Extracted records:
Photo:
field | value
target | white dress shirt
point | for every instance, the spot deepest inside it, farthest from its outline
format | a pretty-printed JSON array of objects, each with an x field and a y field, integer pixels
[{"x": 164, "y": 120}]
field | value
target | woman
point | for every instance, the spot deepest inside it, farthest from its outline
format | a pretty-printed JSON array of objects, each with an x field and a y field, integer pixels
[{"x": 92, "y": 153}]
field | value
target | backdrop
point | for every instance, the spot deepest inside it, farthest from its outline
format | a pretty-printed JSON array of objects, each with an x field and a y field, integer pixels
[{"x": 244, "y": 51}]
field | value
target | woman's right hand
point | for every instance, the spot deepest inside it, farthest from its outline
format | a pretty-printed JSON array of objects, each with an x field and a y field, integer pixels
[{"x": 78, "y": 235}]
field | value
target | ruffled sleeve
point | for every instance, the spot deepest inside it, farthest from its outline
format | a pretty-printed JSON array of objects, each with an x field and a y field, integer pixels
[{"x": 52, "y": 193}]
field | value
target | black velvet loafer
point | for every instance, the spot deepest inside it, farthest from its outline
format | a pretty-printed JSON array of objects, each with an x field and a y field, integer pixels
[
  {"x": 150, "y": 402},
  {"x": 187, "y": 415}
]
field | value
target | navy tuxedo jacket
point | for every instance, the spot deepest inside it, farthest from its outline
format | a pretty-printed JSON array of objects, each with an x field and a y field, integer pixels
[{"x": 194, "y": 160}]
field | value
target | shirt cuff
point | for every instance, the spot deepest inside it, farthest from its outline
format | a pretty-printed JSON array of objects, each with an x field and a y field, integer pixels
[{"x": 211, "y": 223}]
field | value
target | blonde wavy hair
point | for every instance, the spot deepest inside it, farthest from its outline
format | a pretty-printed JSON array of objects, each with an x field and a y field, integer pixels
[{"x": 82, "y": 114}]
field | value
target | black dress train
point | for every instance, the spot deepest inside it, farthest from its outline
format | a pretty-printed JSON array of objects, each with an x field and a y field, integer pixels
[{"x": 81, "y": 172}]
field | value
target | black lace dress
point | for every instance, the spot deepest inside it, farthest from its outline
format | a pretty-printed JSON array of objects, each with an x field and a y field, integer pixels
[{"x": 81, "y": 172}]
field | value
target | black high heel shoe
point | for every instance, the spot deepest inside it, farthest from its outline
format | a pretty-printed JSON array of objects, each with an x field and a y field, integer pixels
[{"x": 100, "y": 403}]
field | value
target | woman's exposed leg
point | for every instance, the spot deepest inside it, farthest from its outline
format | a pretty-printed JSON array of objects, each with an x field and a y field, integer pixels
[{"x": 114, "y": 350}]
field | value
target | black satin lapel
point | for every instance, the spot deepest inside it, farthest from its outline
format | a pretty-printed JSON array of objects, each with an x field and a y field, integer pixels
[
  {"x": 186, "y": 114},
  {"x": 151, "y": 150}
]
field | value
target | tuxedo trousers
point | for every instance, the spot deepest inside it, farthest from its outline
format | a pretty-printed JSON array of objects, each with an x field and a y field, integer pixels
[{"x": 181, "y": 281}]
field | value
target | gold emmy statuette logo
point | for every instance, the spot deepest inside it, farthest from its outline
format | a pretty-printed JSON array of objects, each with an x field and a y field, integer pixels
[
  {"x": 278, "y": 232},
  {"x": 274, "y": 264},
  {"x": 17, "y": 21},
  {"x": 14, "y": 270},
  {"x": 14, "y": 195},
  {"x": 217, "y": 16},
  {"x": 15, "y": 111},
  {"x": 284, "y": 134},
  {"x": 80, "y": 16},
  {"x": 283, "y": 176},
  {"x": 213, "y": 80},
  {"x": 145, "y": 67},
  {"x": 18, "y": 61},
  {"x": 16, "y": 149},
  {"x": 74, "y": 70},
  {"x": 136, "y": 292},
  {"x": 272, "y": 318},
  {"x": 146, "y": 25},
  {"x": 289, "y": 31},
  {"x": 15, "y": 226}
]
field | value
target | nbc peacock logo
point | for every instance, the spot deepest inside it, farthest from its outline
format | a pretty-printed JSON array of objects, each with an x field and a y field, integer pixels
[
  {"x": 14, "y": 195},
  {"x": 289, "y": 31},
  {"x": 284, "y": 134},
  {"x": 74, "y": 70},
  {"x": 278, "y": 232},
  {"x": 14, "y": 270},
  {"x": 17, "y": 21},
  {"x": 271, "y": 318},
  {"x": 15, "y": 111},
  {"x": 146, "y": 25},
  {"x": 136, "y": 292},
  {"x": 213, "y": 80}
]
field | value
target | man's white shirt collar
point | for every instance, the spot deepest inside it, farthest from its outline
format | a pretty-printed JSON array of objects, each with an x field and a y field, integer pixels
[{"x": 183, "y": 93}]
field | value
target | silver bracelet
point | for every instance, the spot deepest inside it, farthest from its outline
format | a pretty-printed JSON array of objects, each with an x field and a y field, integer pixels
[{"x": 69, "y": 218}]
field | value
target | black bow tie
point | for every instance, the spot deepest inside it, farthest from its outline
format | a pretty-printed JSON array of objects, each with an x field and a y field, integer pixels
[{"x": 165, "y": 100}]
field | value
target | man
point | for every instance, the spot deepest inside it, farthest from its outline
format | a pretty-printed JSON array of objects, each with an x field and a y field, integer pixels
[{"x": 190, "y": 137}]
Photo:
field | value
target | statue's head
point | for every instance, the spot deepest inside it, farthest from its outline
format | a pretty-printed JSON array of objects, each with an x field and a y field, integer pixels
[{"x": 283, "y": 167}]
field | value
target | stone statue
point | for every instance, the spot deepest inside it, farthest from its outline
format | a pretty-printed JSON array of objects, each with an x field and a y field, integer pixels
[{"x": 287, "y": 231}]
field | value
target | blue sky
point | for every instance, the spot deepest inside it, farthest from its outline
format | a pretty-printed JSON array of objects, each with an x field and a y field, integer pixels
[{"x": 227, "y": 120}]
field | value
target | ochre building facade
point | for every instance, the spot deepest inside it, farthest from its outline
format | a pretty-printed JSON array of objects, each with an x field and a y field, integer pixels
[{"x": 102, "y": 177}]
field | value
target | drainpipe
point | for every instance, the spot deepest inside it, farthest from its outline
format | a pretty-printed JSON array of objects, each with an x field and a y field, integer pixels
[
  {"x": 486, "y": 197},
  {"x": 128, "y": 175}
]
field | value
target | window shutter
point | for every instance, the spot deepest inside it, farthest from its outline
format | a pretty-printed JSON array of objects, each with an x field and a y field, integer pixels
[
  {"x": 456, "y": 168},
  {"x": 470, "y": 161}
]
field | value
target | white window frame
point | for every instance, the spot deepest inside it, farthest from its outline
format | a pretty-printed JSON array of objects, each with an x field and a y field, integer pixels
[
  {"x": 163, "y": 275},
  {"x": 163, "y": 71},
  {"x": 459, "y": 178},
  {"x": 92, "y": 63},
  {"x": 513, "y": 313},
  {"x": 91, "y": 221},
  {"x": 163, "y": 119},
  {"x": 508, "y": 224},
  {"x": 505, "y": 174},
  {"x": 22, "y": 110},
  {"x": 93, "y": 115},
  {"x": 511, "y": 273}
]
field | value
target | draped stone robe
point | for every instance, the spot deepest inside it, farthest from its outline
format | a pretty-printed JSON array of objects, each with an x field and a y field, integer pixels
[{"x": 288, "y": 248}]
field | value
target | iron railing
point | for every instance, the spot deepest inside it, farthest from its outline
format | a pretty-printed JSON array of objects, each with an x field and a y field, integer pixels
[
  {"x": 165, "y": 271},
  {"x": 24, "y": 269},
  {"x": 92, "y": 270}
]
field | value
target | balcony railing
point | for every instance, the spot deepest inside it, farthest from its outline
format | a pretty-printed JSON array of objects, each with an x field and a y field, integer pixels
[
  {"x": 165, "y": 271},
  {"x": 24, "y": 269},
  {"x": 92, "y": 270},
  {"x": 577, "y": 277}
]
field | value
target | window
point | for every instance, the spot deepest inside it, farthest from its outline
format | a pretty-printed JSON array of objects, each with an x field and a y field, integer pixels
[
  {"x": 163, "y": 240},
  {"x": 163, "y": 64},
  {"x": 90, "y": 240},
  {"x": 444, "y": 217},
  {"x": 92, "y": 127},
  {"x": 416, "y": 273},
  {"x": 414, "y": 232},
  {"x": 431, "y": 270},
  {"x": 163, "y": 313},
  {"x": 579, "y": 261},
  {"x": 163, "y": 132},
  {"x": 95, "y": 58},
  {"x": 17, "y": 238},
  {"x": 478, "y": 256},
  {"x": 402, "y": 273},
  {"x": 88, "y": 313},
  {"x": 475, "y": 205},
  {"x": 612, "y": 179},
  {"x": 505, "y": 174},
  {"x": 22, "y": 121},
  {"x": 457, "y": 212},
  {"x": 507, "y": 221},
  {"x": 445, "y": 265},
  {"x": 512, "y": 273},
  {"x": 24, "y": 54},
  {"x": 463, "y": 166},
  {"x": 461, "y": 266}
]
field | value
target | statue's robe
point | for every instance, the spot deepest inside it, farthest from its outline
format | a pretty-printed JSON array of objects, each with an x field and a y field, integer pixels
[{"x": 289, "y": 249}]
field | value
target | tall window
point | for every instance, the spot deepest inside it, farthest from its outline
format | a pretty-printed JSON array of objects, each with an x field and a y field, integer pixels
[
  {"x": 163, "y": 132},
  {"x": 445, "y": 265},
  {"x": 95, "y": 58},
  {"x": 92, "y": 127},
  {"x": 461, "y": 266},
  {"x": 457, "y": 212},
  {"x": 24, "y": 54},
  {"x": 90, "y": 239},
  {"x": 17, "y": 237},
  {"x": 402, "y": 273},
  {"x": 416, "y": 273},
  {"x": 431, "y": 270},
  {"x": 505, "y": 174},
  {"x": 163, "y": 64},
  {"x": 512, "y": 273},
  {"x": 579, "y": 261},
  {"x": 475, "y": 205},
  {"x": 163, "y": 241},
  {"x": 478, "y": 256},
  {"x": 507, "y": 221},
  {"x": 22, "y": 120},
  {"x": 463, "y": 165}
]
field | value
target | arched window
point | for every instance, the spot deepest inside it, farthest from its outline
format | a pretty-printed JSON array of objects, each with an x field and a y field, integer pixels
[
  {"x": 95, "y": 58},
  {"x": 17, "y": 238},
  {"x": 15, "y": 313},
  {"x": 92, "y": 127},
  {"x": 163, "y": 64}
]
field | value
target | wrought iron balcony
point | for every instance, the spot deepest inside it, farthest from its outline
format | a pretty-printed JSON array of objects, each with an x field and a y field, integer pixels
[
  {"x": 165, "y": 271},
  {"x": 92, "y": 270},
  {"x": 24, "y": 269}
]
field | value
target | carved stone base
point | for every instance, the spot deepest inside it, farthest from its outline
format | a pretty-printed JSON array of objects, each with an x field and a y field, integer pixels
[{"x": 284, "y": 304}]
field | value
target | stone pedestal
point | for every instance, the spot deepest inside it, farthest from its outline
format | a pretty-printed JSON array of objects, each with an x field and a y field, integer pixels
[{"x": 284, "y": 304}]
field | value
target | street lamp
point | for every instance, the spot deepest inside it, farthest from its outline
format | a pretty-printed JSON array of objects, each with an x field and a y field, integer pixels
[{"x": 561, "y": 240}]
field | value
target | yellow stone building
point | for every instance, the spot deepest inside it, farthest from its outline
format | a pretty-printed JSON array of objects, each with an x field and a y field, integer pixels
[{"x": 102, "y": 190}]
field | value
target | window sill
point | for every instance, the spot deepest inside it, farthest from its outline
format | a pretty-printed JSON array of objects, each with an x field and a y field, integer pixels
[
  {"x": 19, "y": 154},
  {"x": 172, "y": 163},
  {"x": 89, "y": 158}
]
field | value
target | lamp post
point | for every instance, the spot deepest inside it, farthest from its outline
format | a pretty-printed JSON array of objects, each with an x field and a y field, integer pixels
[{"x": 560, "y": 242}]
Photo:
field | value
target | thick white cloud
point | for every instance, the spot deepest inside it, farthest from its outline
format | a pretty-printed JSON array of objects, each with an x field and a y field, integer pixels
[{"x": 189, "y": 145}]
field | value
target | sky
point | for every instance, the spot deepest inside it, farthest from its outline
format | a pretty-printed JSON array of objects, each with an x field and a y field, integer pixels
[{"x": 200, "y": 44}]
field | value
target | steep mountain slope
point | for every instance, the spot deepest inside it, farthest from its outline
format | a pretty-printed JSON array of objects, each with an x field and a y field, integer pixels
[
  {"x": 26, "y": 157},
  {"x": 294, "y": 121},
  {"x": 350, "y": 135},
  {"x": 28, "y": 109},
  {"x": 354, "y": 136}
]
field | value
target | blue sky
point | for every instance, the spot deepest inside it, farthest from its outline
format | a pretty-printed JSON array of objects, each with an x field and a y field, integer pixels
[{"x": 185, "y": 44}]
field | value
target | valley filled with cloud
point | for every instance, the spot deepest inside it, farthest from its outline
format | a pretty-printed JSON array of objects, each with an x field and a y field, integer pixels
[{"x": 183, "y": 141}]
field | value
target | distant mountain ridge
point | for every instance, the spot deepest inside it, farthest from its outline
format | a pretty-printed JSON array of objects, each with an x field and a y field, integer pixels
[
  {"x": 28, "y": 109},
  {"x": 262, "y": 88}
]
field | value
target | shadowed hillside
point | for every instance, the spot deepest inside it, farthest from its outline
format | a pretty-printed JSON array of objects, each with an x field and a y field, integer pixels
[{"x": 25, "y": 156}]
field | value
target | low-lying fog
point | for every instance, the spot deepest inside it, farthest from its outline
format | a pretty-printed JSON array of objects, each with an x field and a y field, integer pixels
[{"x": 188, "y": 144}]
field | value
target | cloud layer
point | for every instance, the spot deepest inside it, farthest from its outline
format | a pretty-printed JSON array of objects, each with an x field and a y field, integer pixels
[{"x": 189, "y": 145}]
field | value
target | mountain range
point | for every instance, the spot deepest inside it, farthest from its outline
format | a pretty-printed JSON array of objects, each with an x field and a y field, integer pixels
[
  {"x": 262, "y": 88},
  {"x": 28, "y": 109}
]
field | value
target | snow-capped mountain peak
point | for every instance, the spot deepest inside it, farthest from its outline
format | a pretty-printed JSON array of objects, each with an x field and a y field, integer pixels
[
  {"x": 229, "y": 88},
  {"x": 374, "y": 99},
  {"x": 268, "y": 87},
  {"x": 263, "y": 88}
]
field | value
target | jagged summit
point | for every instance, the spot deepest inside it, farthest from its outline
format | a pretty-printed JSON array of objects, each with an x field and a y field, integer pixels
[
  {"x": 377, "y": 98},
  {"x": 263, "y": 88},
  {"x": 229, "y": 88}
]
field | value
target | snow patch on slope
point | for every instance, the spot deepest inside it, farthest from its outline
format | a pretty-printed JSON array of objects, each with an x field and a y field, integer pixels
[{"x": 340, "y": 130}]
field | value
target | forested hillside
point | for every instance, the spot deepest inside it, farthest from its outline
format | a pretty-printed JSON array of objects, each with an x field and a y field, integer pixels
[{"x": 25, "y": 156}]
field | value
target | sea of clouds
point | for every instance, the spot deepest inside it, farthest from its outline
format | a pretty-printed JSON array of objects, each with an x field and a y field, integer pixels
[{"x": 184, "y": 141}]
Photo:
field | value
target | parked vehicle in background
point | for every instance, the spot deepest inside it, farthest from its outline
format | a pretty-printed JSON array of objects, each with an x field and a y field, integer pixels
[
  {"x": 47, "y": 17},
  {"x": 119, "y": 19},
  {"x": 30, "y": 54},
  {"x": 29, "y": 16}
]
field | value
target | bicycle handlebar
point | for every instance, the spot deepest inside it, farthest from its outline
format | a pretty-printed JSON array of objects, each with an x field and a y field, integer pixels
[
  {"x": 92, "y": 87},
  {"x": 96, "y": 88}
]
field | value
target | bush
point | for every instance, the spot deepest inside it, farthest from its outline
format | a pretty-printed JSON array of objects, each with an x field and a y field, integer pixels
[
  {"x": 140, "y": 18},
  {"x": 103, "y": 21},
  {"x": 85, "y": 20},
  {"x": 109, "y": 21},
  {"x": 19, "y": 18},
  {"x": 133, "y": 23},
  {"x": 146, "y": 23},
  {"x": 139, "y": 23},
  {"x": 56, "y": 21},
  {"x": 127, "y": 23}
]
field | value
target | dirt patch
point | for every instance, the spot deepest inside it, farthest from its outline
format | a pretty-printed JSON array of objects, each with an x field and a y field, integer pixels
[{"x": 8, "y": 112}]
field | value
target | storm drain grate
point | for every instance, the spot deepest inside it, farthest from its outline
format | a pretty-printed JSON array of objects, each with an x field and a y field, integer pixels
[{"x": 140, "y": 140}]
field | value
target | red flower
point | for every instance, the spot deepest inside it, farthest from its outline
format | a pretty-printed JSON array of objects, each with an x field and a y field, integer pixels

Problem statement:
Which lines of the listing above contain the string "window"? Pull out each of them and copy it unchanged.

Written answer:
target | window shutter
target | white window frame
target | window
target | tall window
target | arched window
target | window sill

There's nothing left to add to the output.